* _CHALLENGE 1_
Quote the part of the blog excerpt below that opens with the words "Scavenger Hunt, Interrupted" and closes with "there's North Face!".

* _EXCERPT PROVIDED_
********************
Anyhow, D and I are just full tilt in pre-trip packing freakout stress. Stuff flying. Not at anyone, just around. You learn so much about your spouse under stress. And yourself.

She'd just washed all the sheets so we could come home to a fresh bed, and I tried helping by putting the pillows in their cases. There are, if I understand correctly, four different types of pillows, which must be matched to the three different kinds of pillow cases. To the best of my perception, there are big pillows and small pillows. Red pillowcases and white pillowcases. I fit them best I can, but my combinatorics tell me that there's only a one in 16 chance I've got them right.

She's never upset, just continually mildly incredulous. "You really can't tell the difference, can you?"  "No, sorry." "The soft vs. firm, heavy vs. light?" "No, sorry." How to explain? They're pillows. You put your head on them and sleep? Explaining the distinctions? It's like explaining "green" to a blind man.

She gives me that look. That look that I remember from an Aztec Two Step song I heard one night in northern Vermont (which is a whole other story). That look that says "You're all I've got - I guess you'll have to do." She smiles and shakes her head at this poor pillow-differentiation-impaired man, and together we resume sorting aquasocks and counting USB cables.

[Shortly after I posted this, Jeff Greenwald (no, I'm not name dropping) sent me the quotation, which he attributes to G.K. Chesterton: “The traveler sees what he sees, the tourist sees what he has come to see.” - ah, the scary power of social networks!]

Wednesday, December 16, 2009

Scavenger Hunt, Interrupted


Last Sunday afternoon I was tearing north on Alma, desperately trying to get through the list of items I needed by tomorrow: SD flash card, spare pair of cargo shorts, Galapagos/Ecuador nature book(s), enough AA batteries to power Frankenstein and his girl, and... wait - there's North Face!

"Cargo shorts" + "North Face" seemed like a match. I hauled over into the right lane and squeaked into a parking spot just past the store, ready to score the first item on my list.

But when I got out of the car, I was disoriented. I'd driven this block a bizillion times since we'd moved back to Palo Alto, and been in the North Face Store probably a dozen times, but I was completely baffled by the thing I was standing in front of. It couldn't have been here before, or I would have seen it.

Maybe it was only there if you were in the right frame of mind to see it, like Harry Potter's "Platform 9 3/4", or the back of the C.S. Lewis' wardrobe. But there it was, set half back in a grass lot brimming with purple flowers and dotted with park benches: an enormous cylindrical concrete tower.

It was clearly old - the ivy had made it halfway up and tumbled wide at the base, burying the features at groud level and giving the whole thing a bit of Sleeping Beauty mystique. At the front of the lot, there was a strange electromechanical device looking somewhat like a water pump set in cement, and adorned with an explanatory sign.

Pablo's Rule #15 of exploration: when somebody gives you a sign, read it.

Turns out that this was the site of the first municipal water works on the west coast. In 1898, the city fathers wrote a bond to fund construction of a water tower to provide reliable access to clean water, and this is was the standing artifact of their work. Other explanatory signs amid the heather and lavender and lupin described the history of the project, with pictures and testaments to its foresight.
********************
Recorded entries
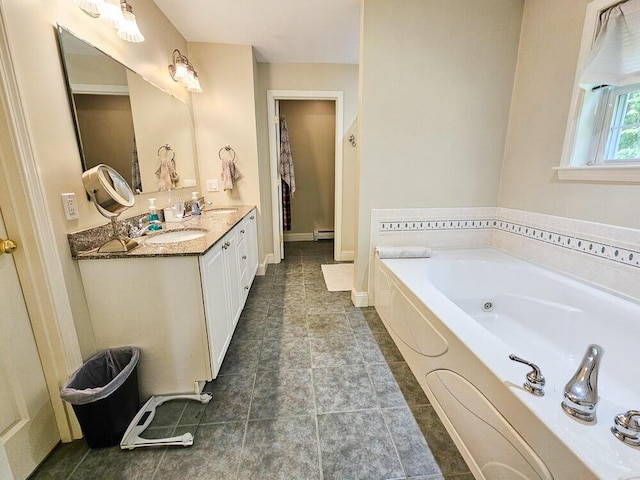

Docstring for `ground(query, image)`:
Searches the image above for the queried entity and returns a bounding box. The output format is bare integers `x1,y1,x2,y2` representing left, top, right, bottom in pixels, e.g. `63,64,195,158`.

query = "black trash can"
60,347,140,448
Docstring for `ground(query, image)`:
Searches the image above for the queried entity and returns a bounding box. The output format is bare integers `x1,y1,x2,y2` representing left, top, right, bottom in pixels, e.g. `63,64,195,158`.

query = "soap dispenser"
149,198,162,231
191,192,200,215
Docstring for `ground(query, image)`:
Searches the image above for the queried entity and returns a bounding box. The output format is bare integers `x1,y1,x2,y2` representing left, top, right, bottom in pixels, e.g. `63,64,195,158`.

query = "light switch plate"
62,193,80,220
207,179,220,192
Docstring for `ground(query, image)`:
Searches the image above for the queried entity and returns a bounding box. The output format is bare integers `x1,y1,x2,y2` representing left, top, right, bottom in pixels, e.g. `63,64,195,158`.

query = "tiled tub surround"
67,205,255,260
33,241,473,480
369,207,640,305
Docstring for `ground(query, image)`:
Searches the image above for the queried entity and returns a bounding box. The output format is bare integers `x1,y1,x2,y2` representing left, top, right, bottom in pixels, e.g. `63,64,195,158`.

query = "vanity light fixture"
169,49,202,93
74,0,144,43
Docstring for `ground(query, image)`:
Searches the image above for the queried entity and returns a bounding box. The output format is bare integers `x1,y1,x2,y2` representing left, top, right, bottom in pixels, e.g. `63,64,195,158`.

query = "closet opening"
267,90,343,263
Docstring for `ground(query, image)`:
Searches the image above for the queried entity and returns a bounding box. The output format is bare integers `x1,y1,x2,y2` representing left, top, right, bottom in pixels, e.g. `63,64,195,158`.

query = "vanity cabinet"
78,210,257,399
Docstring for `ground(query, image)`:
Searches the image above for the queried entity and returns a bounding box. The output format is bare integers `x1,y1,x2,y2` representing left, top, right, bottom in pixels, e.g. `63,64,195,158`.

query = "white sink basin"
********************
* _CHALLENGE 2_
Print the entries above from their start through the line containing "191,192,200,215", with both ends included. Leave the pictures out.

* _COMPLETE OUTPUT 1_
Scavenger Hunt, Interrupted


Last Sunday afternoon I was tearing north on Alma, desperately trying to get through the list of items I needed by tomorrow: SD flash card, spare pair of cargo shorts, Galapagos/Ecuador nature book(s), enough AA batteries to power Frankenstein and his girl, and... wait - there's North Face!

* _COMPLETE OUTPUT 2_
Docstring for `ground(query, image)`:
Searches the image above for the queried entity and returns a bounding box. The output format is bare integers `x1,y1,x2,y2` representing left, top, right, bottom in pixels, e.g. `63,64,195,158`.

query = "black trash can"
60,347,140,448
Docstring for `ground(query, image)`:
Searches the image above for the queried entity and returns a bounding box. The output format is bare integers `x1,y1,x2,y2` representing left, top, right, bottom in pixels, e.g. `63,64,195,158`.

query = "soap dispenser"
149,198,162,231
191,192,200,215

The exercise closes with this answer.